- **Page excerpt**

If your goal in talking to people you don’t tend to agree with is an insult-laden catharsis — lucky you! That’s really easy, so you can close out of this article and jump on Twitter to yell at anyone and everyone that disagrees with you. In fact, I’m not arguing that that’s wrong or bad. Some people feel like their very existence and/or way of life is under attack, and want to express the resulting emotions. But if your goal is to affect change, to hear and be heard, maybe even to begin to change someone’s strongly held beliefs — I think I can help. But it won’t be easy and it requires a level of self-reflection that many are uncomfortable with.

Do your research (no, not that research)

I see a lot of people saying that if you’re going to talk to someone on the other side of America’s great (mostly contrived) political divide, you’d better come armed with a lot of facts. Then I’ll see resulting conversations, which consist of people yelling talking points at each other, both sides citing increasingly dubious information. This is a normal way to debate, and I’ve done it many times myself. With the pride of knowing you’re right, you become defensive. One person will start with a point they are confident in. If the other person doesn’t have an easy refutation they will shoddily try to research what likeminded people are saying on the topic and relay it as fact, or they will change the subject entirely, provoking a shoddily researched response from the other person. This behavior seems to be borne of an impression that we make our decisions based mostly on facts, and even that we believe or incorporate facts that are yelled at us from a rhetorical opponent. None of this, in my experience, is true.

The real research you need to prepare is about what the people you don’t agree with are thinking and saying. Read liberal/conservative blogs. Follow people you downright loathe on social media, and try to look past all the inevitably hateful vitriol they are spewing and find out what their motivations and experiences are. Don’t come armed with talking points, come armed with common ground. I promise you will get a chance to relay your opinion if you don’t lead with “you’re wrong”, and you are less likely to get a defensive answer. You won’t have to be a masochistic Gandhi or present your ideas in a timid manner. You can still think the other person is a jerk, you just have to understand their humanity and have a vague grasp of how they think about things.

Don’t think about how to convince someone they’re wrong.

Perhaps the most important thing I’ve learned about political discussions is that people pretty much never admit they are wrong within a single conversation. Expecting that that is a possible outcome is going to lead to poor communication. In reality, if you do manage to convince someone you are right about something, they will change their minds over the next day or week after thinking about what you’ve said and hearing from others.

Beliefs are very strong and very hard to overcome. There is a lot of research about how difficult it is for people to change their minds, and how evidence is not a very effective tool to this end. This article lays out some of the logical fallacies we all (unknowingly) subscribe to:

The students were asked to respond to two studies. One provided data in support of the deterrence argument, and the other provided data that called it into question. Both studies—you guessed it—were made up, and had been designed to present what were, objectively speaking, equally compelling statistics. The students who had originally supported capital punishment rated the pro-deterrence data highly credible and the anti-deterrence data unconvincing; the students who’d originally opposed capital punishment did the reverse. At the end of the experiment, the students were asked once again about their views. Those who’d started out pro-capital punishment were now even more in favor of it; those who’d opposed it were even more hostile.

- **Information supplied**
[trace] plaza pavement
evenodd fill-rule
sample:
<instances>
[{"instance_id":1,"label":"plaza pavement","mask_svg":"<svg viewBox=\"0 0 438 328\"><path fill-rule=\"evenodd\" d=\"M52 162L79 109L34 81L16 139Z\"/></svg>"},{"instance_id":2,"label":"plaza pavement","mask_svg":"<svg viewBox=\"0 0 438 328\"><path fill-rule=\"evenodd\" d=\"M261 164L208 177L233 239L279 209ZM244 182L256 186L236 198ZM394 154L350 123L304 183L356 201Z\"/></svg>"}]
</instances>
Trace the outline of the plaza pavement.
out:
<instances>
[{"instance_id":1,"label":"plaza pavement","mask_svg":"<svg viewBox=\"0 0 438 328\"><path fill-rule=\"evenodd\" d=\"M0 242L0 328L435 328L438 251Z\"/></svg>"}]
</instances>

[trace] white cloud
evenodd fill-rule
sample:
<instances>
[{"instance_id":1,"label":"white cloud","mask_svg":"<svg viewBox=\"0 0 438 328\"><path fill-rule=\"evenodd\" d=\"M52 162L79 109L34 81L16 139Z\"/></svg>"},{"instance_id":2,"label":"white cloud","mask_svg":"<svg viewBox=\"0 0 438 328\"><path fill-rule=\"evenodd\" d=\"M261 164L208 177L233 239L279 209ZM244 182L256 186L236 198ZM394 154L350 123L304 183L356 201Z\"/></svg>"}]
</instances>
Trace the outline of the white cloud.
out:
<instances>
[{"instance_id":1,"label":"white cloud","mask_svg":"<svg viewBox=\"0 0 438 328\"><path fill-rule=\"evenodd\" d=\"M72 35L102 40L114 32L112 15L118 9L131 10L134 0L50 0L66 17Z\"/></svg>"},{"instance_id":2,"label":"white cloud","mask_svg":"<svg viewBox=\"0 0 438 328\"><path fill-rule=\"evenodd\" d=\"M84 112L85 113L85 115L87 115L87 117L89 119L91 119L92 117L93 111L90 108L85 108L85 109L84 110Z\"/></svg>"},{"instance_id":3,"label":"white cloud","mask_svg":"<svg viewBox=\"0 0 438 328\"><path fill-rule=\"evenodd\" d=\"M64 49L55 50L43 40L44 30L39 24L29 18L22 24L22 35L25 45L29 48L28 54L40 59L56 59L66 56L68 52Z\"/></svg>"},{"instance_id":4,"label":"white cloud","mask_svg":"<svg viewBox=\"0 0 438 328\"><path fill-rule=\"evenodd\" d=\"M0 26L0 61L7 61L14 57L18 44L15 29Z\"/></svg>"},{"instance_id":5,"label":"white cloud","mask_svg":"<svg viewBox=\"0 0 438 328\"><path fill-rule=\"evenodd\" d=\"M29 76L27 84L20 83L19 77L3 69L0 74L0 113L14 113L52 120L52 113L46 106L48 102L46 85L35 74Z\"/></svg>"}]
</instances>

- **Exercise requirements**
A. Repeat everything in the essay on political conversations from "If your goal in" down to "are uncomfortable with.", word for word.
B. Proceed with the essay on political conversations, starting after its last sentence.

- **Answer list**
A.
If your goal in talking to people you don’t tend to agree with is an insult-laden catharsis — lucky you! That’s really easy, so you can close out of this article and jump on Twitter to yell at anyone and everyone that disagrees with you. In fact, I’m not arguing that that’s wrong or bad. Some people feel like their very existence and/or way of life is under attack, and want to express the resulting emotions. But if your goal is to affect change, to hear and be heard, maybe even to begin to change someone’s strongly held beliefs — I think I can help. But it won’t be easy and it requires a level of self-reflection that many are uncomfortable with.

B.
Talk about you

Counterintuitively, I’ve learned that the best way to get through to someone is not to ask about their beliefs and try to counter them; it’s just to say what you believe and why. If presented with evidence you don’t like, tell people “I didn’t find that convincing because…” not “that’s wrong because…” It is essential that you recognize that you could be wrong, even when armed with a wall of overwhelming supporting evidence, about pretty much anything you believe.

Be humble: discover what YOU are wrong about

When we come across new things, we tend to look at available evidence and form an opinion about them. When we come across new evidence about these things (as in the study mentioned above), we evaluate it against our existing opinion. If it disagrees with our existing opinion and we care about that opinion, we will either reject the evidence outright or look for flaws. It may even reinforce our opinion, make it stronger. If the new evidence supports our opinion, we will generally accept it. This is the dreaded “confirmation bias” and we are ALL guilty of it. Scientists, politicians, voters, everyone. The more you recognize it in yourself the more fair-minded you can become. In fact, the more you recognize the inherent flaws in your opinion-forming processes, the more you’ll be able to understand and communicate with those you disagree with.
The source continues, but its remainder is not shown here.